Text:
———

Theories have been proposed on which it has been hoped that systems could be developed to receive patterns, such as audio or visual patterns, and automatically develop a scheme for categorizing those patterns into a specific number of categories. Thereafter, such a system should recognize whether a pattern belongs in a previously established category. For example, a system might recognize twenty six categories, each corresponding to a different letter of the alphabet. During a learning process, the system might receive a series of input patterns which may differ even within each category. Elements of the patterns which are not required to categorize the patterns should be rejected as noise.
One theory of category learning was proposed by Stephen Grossberg and is described in "Some Psychophysiological and Pharmacological Correlates of a Developmental, Cognitive and Motivational Theory", Brain and Information: Event Related Potentials, Volume 425, Annals of the New York Academy of Sciences, 1984. Under that theory, an input pattern would be stored in short term memory and the pattern would be applied through adaptive filters to select a category. The selected category, retained in another short term memory, would generate an expected pattern corresponding to that category through a parallel set of adaptive filters. The correspondence between the expected pattern and the input pattern would determine whether the input pattern belonged in the initially selected category. If it did, the adaptive filters would be modified to reflect information provided by the input pattern. If the input pattern did not belong in the selected category, this system would prevent modification of the adaptive filters associated with the category and select a new category.
The present invention is based on development of the initial Grossberg theories into an operable machine architecture.

———

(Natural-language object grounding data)

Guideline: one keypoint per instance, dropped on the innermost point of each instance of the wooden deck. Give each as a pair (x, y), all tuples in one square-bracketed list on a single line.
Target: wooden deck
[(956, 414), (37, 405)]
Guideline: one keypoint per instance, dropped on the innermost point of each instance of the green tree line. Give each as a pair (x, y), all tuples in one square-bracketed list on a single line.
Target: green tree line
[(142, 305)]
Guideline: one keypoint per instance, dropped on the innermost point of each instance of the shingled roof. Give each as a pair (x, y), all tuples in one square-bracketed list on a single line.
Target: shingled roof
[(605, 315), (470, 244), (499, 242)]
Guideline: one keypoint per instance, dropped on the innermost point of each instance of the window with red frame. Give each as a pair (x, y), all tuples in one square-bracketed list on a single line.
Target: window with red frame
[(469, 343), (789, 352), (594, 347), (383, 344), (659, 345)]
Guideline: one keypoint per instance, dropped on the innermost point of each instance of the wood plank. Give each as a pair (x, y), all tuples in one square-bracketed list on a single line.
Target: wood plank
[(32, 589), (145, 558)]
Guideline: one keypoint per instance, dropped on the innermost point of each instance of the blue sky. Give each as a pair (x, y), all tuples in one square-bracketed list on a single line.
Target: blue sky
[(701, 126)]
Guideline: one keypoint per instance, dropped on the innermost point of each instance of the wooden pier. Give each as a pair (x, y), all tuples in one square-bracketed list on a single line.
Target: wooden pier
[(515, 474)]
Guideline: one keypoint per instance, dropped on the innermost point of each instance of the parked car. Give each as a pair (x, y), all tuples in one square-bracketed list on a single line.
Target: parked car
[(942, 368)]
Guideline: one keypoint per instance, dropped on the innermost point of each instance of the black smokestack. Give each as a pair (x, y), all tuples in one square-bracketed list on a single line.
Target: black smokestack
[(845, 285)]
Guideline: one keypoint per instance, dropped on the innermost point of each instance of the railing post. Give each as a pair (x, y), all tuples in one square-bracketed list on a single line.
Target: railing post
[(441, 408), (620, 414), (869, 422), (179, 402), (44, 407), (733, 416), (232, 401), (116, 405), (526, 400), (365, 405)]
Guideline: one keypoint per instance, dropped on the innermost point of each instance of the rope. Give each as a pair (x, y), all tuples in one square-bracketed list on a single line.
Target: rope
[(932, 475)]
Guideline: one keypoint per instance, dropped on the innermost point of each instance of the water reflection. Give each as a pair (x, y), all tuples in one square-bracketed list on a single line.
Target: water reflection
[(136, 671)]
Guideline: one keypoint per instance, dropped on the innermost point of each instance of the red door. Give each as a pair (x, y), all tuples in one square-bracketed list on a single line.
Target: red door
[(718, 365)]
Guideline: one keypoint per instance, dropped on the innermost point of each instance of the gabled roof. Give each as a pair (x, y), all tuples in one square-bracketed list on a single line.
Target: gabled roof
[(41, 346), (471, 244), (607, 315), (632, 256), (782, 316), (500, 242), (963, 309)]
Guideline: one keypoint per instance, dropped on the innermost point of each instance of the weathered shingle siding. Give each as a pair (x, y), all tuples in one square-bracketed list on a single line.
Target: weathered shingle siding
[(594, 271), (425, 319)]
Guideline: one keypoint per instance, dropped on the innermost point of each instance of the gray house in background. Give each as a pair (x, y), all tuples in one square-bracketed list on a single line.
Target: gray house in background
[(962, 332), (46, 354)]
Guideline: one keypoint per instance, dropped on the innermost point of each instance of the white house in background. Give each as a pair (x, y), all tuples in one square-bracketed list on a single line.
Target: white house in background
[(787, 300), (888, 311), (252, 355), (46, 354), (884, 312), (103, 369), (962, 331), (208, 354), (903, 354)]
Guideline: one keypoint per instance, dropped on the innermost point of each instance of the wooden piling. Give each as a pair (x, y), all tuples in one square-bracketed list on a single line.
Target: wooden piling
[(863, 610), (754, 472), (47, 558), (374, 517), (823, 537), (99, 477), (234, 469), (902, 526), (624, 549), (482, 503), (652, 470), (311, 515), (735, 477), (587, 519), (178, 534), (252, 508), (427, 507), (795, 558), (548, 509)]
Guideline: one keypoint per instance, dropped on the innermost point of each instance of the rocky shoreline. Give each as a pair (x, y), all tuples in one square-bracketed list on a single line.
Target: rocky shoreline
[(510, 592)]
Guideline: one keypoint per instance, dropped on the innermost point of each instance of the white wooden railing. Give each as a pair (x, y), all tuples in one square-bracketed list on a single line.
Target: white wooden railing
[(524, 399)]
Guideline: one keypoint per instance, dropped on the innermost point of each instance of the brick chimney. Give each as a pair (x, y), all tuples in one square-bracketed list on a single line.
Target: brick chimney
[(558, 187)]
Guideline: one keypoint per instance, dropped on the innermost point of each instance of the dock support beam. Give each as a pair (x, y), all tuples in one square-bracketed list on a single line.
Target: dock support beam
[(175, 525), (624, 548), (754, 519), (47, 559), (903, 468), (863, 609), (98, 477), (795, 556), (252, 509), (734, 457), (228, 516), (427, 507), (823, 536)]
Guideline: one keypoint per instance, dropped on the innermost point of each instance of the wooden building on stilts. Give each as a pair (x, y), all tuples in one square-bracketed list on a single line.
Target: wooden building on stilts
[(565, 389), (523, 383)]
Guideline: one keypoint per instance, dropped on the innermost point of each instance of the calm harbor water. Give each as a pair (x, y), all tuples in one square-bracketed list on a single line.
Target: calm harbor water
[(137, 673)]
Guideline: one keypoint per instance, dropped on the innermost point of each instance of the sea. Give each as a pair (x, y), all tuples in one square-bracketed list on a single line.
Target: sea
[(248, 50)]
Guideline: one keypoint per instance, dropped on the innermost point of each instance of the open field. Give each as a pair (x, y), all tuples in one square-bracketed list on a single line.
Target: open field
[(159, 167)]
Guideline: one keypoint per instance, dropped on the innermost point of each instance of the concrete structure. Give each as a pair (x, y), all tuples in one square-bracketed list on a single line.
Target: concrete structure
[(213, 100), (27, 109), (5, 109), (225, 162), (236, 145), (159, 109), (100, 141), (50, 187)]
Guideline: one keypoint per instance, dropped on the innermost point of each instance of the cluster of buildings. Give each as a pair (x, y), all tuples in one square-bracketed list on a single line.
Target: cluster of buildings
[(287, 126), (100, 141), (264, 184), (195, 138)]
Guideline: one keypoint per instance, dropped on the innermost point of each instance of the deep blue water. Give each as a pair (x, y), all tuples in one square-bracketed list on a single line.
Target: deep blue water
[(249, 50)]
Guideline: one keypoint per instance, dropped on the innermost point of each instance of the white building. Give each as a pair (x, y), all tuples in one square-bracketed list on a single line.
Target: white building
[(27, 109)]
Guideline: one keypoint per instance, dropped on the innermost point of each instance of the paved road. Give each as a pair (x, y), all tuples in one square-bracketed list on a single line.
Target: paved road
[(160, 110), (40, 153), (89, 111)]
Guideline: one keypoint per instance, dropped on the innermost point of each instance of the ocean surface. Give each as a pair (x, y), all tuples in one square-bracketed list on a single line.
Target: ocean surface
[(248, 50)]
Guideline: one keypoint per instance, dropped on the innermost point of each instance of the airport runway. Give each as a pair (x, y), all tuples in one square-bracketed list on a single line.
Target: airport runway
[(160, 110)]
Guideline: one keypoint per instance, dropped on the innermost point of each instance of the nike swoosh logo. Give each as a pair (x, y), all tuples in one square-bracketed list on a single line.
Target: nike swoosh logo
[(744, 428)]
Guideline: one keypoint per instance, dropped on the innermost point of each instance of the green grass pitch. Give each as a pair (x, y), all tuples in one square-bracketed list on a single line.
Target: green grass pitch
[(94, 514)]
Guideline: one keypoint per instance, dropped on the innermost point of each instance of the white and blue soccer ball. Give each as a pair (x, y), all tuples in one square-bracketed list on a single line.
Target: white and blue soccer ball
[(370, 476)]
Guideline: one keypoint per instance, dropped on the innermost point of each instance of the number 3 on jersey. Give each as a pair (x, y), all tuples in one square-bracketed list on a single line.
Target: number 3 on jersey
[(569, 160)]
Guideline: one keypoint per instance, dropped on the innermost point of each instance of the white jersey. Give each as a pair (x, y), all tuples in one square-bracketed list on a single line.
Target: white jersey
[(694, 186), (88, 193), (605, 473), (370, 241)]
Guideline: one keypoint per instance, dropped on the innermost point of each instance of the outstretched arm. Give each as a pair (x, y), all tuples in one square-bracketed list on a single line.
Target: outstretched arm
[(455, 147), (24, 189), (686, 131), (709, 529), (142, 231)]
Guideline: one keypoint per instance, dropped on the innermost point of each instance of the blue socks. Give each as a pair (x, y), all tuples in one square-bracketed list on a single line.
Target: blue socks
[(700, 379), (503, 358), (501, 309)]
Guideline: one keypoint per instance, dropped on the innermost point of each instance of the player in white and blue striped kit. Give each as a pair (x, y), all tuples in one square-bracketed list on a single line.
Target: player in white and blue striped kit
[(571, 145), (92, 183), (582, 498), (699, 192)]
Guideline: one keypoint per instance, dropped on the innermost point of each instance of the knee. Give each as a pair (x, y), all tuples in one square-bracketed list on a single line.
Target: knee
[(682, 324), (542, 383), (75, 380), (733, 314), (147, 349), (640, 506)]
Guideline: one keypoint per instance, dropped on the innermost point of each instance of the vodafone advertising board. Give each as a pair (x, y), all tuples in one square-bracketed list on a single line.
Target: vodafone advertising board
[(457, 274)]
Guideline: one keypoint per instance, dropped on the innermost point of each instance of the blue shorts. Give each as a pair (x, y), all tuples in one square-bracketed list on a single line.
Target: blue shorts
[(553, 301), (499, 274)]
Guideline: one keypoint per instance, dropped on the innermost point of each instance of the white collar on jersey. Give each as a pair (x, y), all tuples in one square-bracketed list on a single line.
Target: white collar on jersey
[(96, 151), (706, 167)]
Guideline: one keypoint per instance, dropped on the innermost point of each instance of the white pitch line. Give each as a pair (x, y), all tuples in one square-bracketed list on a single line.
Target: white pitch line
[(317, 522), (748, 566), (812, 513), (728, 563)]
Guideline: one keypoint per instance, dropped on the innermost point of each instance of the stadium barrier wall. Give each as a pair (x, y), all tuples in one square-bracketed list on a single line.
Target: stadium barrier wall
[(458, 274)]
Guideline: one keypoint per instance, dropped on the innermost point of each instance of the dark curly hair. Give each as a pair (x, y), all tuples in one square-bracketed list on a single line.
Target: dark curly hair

———

Problems to work on:
1. According to the text on pattern categorization, under Grossberg's theory, why would the system prevent modification of a category's adaptive filters and select a new category? Answer in one to three sentences.
2. Answer these questions from the text on pattern categorization:
(a) In the alphabet example, how many categories might a system recognize?
(b) In what year was the volume describing Grossberg's theory published?
(c) What does the present invention develop the initial Grossberg theories into?
Use only the text on pattern categorization above for these tasks.

Solutions by task:
1. The system would do this when the input pattern did not belong in the selected category. That decision rests on the correspondence between the input pattern and the expected pattern generated by the selected category.

2.
(a) Twenty six.
(b) 1984.
(c) An operable machine architecture.